_Text excerpt_:

This can be achieved in a standardized fashion by using the Creative Commons Public Domain Mark or by drafting an ad hoc notice.
Content Provider’s Perspective: Using a standardised tool such as the Public Domain Mark developed by Creative Commons provides the text in a language that is accompanied by metadata, valid across jurisdictions and translated in many languages. According to Creative Commons, the Public Domain Mark “is intended for use with old works that are free of copyright restrictions around the world, or works that have been affirmatively placed in the worldwide public domain prior to the expiration of copyright by the rights’ holder.” The Public Domain Mark tool provides the ability to generate HTML code to inform the public (and search engines) of the public domain status of the work. The Public Domain Mark enables a person who wishes to mark the work as being in the public domain to include optional useful information, such as:
- Name of the work, e.g. title of the dataset;
- Name and URL of the author, e.g. the division or department releasing the PSI and the source page;
- Identifying individual or organisation, in case this information differs of the above, e.g. a higher level of the PSB which should be contacted for further information.
User’s Perspective: It is always preferable to search the material through search engines that allow the identification of the relevant licensing form or copyright status of the material or use relevant APIs or other technical means.
Licensing of Public Domain material released as PSI?
PSBs should refrain from using licences for PSI, which is in the Public Domain. Such licences would create restrictions upon the use of works that are no longer protected by copyright or similar rights and can be freely used without any conditions. Furthermore, since no copyright exists in a Public Domain work, there is no legal basis to license it. The PSI2013 Directive explicitly makes reference to the possibility of releasing material without any conditions, and the case of Public Domain material clearly falls under such case.
In addition, it is not recommended to add a licence (and therefore restrictions where none should apply) to the digitised reproductions of analogue non-copyrightable data or Public Domain works. The mere act of digitisation is not a source of new rights and keeping digitised versions in the Public Domain will guarantee they remain free to use as the original work. Digital reproductions of works which are in the Public Domain must also belong to the Public Domain. Use of Public Domain works must not be limited by the addition of unnecessary licensing requirements. In some countries, the threshold for originality is low, and digitisation might open a claim to copyright, but it is not recommended to enforce that right.
Content Provider’s Perspective: Refrain from using any licence for PD material; instead use notices where applicable.
User’s Perspective: Ensure that the material used is indeed in the PD irrespective of the licensing scheme. Check if there is any additional form that may revert the resource to copyrighted material, e.g. book format protection, database right or digitization (depending on the jurisdiction).
Concluding Remarks and Recommendations for PSBs licensing
Overall, the material released by PSBs as PSI may be used in a number of occasions for MT & MP purposes without requiring additional permissions or even a licence, either because of it belonging to the Public Domain or because it falls within relevant limitations and exceptions. When a licence is required, the normal copyright rules should apply as stipulated in section 3.1, where reference to PSI and the related licensing is also made. Directive 2013/37/EU (the New PSI Directive), and previously Directive 2003/98/EC, allows for the release of PSI for re-use under a licence or without conditions (art. 8). This practically means that a Member State may choose to release PSI for re-use without a licence if this PSI is:
- in the Public Domain (e.g. because the duration of the copyright has expired)

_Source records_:
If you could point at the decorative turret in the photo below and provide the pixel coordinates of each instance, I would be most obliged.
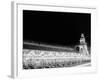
(83, 45)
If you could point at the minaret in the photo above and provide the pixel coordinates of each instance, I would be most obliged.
(83, 45)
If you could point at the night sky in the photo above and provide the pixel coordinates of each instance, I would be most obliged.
(56, 28)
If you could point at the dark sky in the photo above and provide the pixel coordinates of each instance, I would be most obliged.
(57, 28)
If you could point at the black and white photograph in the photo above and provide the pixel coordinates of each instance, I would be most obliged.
(56, 39)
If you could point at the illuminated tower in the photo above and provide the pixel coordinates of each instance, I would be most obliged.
(83, 45)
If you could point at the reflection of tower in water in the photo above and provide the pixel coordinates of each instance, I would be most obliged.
(83, 45)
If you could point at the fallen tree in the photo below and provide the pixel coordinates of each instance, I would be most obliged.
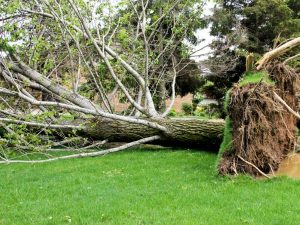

_What is asked_: According to the text on public domain material, why should public bodies avoid putting a licence on public sector information that is in the public domain? Answer in one to three sentences. These lines are separate from the text on public domain material and have nothing to do with it.

_Output below_: A licence would place restrictions on works that are no longer protected by copyright or similar rights and can be used freely without any conditions. Also, since no copyright exists in a public domain work, there is no legal basis to license it.